** Information supplied follows **
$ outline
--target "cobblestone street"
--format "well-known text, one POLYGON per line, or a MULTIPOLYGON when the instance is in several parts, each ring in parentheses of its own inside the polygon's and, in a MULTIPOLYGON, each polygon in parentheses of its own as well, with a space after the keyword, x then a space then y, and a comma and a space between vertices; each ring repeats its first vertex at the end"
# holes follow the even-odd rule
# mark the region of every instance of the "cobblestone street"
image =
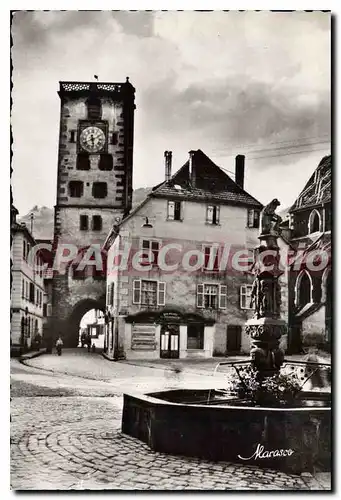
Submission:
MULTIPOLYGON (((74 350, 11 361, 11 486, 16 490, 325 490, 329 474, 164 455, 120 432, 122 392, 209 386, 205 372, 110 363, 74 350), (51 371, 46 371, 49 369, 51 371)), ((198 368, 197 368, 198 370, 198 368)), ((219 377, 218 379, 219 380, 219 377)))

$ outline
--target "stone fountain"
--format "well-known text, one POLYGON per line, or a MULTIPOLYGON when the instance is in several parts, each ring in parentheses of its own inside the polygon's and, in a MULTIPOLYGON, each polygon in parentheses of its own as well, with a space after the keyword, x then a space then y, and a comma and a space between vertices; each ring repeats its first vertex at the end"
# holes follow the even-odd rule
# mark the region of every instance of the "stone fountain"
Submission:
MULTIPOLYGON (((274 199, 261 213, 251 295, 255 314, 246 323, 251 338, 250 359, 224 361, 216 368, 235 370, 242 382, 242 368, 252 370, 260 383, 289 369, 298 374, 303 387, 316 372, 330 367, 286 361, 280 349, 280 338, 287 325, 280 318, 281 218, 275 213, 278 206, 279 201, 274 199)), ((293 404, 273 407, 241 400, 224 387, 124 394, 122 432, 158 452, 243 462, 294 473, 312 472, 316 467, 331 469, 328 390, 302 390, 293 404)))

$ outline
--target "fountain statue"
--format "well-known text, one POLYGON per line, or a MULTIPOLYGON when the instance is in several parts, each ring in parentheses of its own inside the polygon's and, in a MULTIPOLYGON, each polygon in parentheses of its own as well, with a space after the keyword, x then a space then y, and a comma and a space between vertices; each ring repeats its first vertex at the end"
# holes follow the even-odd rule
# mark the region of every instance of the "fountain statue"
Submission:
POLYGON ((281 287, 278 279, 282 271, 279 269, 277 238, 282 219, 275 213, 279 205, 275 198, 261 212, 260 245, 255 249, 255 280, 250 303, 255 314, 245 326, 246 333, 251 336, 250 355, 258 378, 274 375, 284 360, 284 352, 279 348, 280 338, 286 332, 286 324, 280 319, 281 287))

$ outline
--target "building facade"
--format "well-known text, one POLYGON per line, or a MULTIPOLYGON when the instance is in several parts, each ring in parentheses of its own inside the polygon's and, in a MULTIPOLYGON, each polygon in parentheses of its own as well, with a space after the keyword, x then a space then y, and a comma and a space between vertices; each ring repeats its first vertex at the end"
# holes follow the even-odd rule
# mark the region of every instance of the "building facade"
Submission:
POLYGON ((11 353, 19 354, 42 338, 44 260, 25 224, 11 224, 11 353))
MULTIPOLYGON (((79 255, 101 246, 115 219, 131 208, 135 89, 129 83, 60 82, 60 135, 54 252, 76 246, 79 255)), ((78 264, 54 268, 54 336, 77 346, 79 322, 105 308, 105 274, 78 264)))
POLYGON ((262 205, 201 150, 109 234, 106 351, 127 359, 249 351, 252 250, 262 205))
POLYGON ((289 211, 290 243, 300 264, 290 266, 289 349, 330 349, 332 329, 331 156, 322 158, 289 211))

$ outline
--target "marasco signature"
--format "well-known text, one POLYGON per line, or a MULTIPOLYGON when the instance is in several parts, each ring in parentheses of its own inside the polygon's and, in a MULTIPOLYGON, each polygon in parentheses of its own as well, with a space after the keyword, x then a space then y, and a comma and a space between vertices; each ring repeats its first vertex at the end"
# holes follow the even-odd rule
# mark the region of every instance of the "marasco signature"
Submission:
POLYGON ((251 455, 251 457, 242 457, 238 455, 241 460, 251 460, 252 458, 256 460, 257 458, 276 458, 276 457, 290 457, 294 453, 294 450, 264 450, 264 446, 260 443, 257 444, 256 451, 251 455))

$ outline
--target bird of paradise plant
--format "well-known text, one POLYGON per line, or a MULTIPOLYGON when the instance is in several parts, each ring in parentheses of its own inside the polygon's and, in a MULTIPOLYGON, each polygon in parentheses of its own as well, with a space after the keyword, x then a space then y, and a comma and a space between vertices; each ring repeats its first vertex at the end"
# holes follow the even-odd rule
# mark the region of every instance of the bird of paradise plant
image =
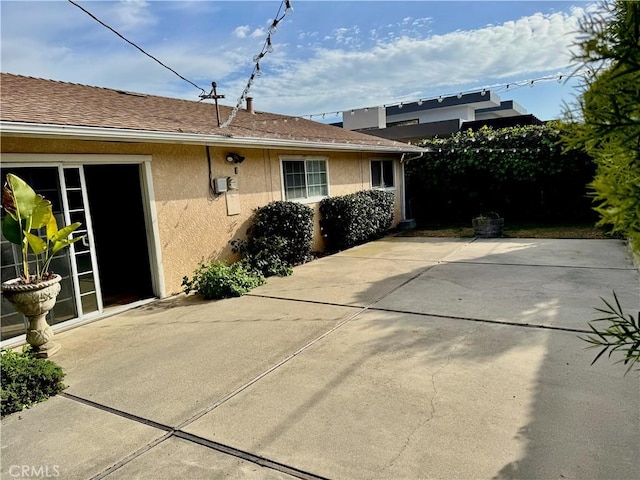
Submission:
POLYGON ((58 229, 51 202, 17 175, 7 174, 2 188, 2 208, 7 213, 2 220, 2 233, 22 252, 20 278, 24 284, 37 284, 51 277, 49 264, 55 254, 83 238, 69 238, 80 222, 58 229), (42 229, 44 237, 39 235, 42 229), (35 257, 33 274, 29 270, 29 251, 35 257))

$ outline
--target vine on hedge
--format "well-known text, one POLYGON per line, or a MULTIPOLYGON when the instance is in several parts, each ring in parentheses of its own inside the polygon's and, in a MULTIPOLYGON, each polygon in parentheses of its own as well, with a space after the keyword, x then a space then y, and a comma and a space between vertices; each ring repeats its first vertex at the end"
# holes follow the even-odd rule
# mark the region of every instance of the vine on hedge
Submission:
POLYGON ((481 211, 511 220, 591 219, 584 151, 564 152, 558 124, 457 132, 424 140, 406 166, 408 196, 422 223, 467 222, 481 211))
** End of Information supplied **
** Information supplied follows **
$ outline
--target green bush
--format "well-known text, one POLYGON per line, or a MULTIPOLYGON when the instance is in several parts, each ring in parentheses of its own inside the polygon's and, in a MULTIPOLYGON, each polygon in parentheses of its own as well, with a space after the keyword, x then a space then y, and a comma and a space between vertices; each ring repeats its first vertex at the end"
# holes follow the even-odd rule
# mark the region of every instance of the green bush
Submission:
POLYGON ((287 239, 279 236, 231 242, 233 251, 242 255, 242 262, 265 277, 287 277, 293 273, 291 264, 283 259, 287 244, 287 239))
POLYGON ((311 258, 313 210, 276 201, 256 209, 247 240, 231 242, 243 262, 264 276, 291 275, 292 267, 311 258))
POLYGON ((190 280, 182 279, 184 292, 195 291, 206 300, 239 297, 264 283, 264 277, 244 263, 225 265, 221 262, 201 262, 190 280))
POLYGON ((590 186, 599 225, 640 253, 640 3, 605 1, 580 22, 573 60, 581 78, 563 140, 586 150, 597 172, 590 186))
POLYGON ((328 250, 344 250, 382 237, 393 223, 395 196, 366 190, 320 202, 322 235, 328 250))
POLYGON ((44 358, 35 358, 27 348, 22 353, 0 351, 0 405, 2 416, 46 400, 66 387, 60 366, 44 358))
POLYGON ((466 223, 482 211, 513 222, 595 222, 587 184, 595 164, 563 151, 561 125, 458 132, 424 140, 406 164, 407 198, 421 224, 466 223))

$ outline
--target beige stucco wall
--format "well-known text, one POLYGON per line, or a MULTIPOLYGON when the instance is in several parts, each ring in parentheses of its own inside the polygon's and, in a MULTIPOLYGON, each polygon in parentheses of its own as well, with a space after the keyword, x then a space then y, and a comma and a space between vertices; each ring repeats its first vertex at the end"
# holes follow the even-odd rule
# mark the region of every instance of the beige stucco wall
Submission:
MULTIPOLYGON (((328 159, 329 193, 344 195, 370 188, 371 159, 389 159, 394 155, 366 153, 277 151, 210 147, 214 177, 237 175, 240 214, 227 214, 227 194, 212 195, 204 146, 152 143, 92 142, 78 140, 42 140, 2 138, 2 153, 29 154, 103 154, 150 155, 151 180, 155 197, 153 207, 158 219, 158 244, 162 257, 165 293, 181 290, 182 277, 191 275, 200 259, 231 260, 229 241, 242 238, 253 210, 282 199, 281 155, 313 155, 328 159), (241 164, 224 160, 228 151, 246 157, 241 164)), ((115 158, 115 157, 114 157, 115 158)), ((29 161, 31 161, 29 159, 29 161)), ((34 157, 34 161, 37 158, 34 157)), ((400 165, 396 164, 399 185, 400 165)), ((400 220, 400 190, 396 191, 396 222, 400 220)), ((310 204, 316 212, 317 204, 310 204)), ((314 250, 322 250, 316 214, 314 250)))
** End of Information supplied **
• [Task description]:
Your job is to return all lines above that hold the word "vine".

• [Completed exercise]:
--target vine on hedge
# mark the region of every instance of the vine on hedge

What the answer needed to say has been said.